» **Problem requirements**:
Can you retype the Capps letter release word for word, between "Rep. Capps Sends" and "on my constituents.", inclusive?

» **Supplied text**:
=== Begin Enclosure ===

Rep. Capps Sends Letter to Secretary of Veterans Affairs
Letter raises concerns over staff shortages and delayed care
[WASHINGTON, D.C.] Today, Rep. Lois Capps sent a letter to Secretary of Veterans Affairs Robert A. McDonald highlighting concerns of staffing shortages in Veterans Affairs (VA) facilities along the Central Coast.
In the letter Rep. Capps references concerns raised by multiple constituents to her office that there are a number of long-term unfilled positions at VA facilities in her district. The letter goes on to explain that the staffing shortages have resulted in delays in gaining access to care.
A copy of the text of the letter is enclosed below:
Dear Secretary McDonald:
I write to bring to your attention the impact that staffing shortages in Department of Veterans Affairs (VA) facilities along the Central Coast of California are having on my constituents.
It has come to my attention that there are a number of long-term unfilled positions at VA facilities in my district. In recent months, I have been contacted by constituent VA patients who have reported being unable to reach the Santa Barbara and Santa Maria Community Based Outpatient Clinics (CBOCs) by phone. They report that their calls were rerouted to VA’s Los Angeles call center, where they were placed on long holds or asked to leave voicemails that never received a response.
It is my understanding that the Santa Maria clinic needs to fill two Medical Support Assistant positions, who as you know, are the employees responsible for answering incoming phone calls. It is also my understanding that the Santa Barbara and San Luis Obispo clinics are each in need of an additional Medical Support Assistant. In addition, there have also been four recent tele-health mental health provider losses in the Greater Los Angeles Health System (GLAHS), serving our local CBOCs. While many VA employees continue to work hard to address these gaps, these combined vacancies are hampering access to the care our veterans have earned.
Furthermore, it is my understanding that several key senior positions in the GLAHS regional office are also vacant, including the position of Director, Chief of Staff and Associate Director of Ambulatory Care. I am concerned the lapse in these crucial leadership positions may be having adverse effects on the effectiveness of GLAHS to serve our veterans.
As you know, VA faces staffing shortages nation-wide. While I appreciate your agency’s efforts to address these shortages, I firmly believe more must be done. Many VA job applicants face a complicated, months-long hiring process for certain positions within the department, and I remain concerned that every unfilled position continues to put our nation’s veterans’ health at risk.
It is important that we have a full picture of the issue in order to work together to rectify the problem. As such, I respectfully request that VA provide my office with the following information: the number of job vacancies in VA facilities in my congressional district and at the GLAHS regional office; the amount of time these positions have remained unfilled; and GLAHS’ plan for filling these positions, including a timeline for when these posts are expected to be filled.
Fully-staffed CBOCs and regional offices are essential to ensuring that our veterans’ receive the highest quality care they have earned, and I look forward to your response detailing how VA plans to address these shortages.

=== End Enclosure ===

» **Entries provided**:
=== Begin Enclosure ===

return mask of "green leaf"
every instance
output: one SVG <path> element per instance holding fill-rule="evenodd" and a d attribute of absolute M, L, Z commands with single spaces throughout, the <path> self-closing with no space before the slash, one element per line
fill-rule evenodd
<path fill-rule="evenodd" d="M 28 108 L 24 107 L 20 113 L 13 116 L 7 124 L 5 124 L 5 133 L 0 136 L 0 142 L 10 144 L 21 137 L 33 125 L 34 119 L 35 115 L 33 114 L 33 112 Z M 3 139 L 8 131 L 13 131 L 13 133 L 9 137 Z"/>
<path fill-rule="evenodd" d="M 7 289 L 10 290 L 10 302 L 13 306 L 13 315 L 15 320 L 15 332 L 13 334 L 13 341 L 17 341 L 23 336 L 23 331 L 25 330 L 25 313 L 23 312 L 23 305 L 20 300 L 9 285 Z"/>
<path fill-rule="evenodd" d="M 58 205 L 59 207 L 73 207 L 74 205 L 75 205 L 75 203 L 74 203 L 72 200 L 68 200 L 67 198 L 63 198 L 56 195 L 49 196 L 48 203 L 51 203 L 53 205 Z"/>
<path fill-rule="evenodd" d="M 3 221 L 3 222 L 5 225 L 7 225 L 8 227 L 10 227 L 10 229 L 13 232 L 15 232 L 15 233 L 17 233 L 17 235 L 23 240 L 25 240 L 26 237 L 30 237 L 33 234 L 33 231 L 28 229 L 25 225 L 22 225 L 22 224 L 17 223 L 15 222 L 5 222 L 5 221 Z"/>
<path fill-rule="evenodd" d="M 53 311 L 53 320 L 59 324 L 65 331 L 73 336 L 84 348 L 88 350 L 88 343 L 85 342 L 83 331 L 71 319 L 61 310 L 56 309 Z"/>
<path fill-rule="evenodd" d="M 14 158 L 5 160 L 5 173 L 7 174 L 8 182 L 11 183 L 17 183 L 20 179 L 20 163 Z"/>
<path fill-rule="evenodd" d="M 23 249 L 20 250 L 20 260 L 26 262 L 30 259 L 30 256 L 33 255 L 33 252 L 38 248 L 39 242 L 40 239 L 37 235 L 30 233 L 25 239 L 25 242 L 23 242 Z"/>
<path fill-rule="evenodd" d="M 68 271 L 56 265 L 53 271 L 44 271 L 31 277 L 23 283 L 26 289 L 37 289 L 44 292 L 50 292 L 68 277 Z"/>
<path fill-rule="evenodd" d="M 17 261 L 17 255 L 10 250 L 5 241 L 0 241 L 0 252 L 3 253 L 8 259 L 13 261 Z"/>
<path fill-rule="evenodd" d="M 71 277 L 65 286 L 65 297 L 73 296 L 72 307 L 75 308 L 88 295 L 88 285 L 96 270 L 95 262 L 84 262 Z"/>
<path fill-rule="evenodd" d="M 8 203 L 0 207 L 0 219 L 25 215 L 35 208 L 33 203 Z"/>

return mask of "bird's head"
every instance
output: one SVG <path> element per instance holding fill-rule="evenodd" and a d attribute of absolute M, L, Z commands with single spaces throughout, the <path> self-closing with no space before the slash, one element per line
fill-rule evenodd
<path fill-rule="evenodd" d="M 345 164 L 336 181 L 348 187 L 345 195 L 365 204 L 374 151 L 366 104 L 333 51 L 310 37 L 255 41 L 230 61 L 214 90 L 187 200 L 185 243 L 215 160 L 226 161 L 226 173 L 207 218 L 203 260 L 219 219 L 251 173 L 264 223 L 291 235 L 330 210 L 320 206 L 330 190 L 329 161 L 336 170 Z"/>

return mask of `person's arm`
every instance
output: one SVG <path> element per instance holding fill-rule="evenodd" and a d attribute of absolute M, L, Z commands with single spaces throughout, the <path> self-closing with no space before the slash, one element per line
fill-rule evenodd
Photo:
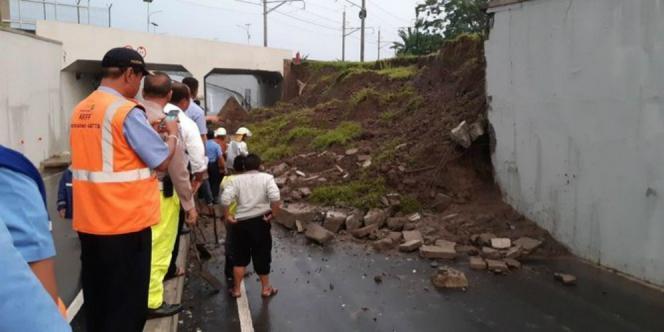
<path fill-rule="evenodd" d="M 178 133 L 176 121 L 166 121 L 165 124 L 168 135 L 166 144 L 150 126 L 145 113 L 139 108 L 132 109 L 123 123 L 124 136 L 129 146 L 149 168 L 162 172 L 168 170 L 168 163 L 175 152 Z"/>
<path fill-rule="evenodd" d="M 65 179 L 65 174 L 67 171 L 62 173 L 60 177 L 60 182 L 58 183 L 58 214 L 64 219 L 65 213 L 67 211 L 67 181 Z"/>

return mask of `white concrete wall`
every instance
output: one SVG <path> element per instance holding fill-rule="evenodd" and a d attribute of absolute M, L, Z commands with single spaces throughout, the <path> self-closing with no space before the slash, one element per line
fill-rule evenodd
<path fill-rule="evenodd" d="M 664 285 L 664 1 L 493 10 L 489 119 L 506 200 L 575 254 Z"/>
<path fill-rule="evenodd" d="M 60 108 L 62 46 L 0 29 L 0 144 L 39 163 L 67 150 Z"/>
<path fill-rule="evenodd" d="M 282 73 L 283 60 L 292 56 L 290 50 L 56 21 L 38 21 L 37 35 L 62 41 L 63 68 L 76 60 L 101 61 L 104 53 L 113 47 L 142 46 L 148 64 L 182 65 L 199 82 L 214 68 Z"/>

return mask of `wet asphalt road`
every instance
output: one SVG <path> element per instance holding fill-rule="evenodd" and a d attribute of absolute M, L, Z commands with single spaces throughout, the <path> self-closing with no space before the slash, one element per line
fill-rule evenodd
<path fill-rule="evenodd" d="M 277 225 L 273 234 L 279 294 L 263 300 L 256 276 L 245 279 L 256 331 L 664 331 L 664 293 L 574 258 L 504 276 L 469 270 L 462 259 L 449 265 L 466 273 L 469 289 L 438 291 L 431 261 L 415 254 L 369 253 L 349 241 L 323 248 Z M 223 279 L 221 262 L 210 270 Z M 558 271 L 578 285 L 555 282 Z M 183 331 L 240 331 L 235 301 L 195 276 L 184 304 Z"/>

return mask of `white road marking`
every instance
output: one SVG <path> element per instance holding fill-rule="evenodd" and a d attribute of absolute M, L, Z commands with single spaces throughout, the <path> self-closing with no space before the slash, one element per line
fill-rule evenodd
<path fill-rule="evenodd" d="M 71 321 L 74 320 L 74 317 L 76 317 L 76 314 L 78 314 L 78 311 L 81 310 L 82 306 L 83 290 L 81 289 L 78 294 L 76 294 L 74 301 L 71 301 L 69 307 L 67 307 L 67 323 L 71 323 Z"/>
<path fill-rule="evenodd" d="M 240 297 L 237 300 L 237 313 L 240 316 L 240 331 L 254 332 L 254 324 L 251 322 L 251 311 L 249 310 L 249 301 L 247 300 L 247 289 L 244 287 L 244 280 L 240 284 Z"/>

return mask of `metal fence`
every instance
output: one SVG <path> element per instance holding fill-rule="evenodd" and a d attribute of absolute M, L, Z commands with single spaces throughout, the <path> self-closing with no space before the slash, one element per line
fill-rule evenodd
<path fill-rule="evenodd" d="M 38 20 L 110 27 L 112 6 L 90 6 L 90 0 L 10 0 L 9 24 L 23 30 L 35 30 Z"/>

=== End Enclosure ===

» **Worked solution**:
Rep. Capps Sends Letter to Secretary of Veterans Affairs
Letter raises concerns over staff shortages and delayed care
[WASHINGTON, D.C.] Today, Rep. Lois Capps sent a letter to Secretary of Veterans Affairs Robert A. McDonald highlighting concerns of staffing shortages in Veterans Affairs (VA) facilities along the Central Coast.
In the letter Rep. Capps references concerns raised by multiple constituents to her office that there are a number of long-term unfilled positions at VA facilities in her district. The letter goes on to explain that the staffing shortages have resulted in delays in gaining access to care.
A copy of the text of the letter is enclosed below:
Dear Secretary McDonald:
I write to bring to your attention the impact that staffing shortages in Department of Veterans Affairs (VA) facilities along the Central Coast of California are having on my constituents.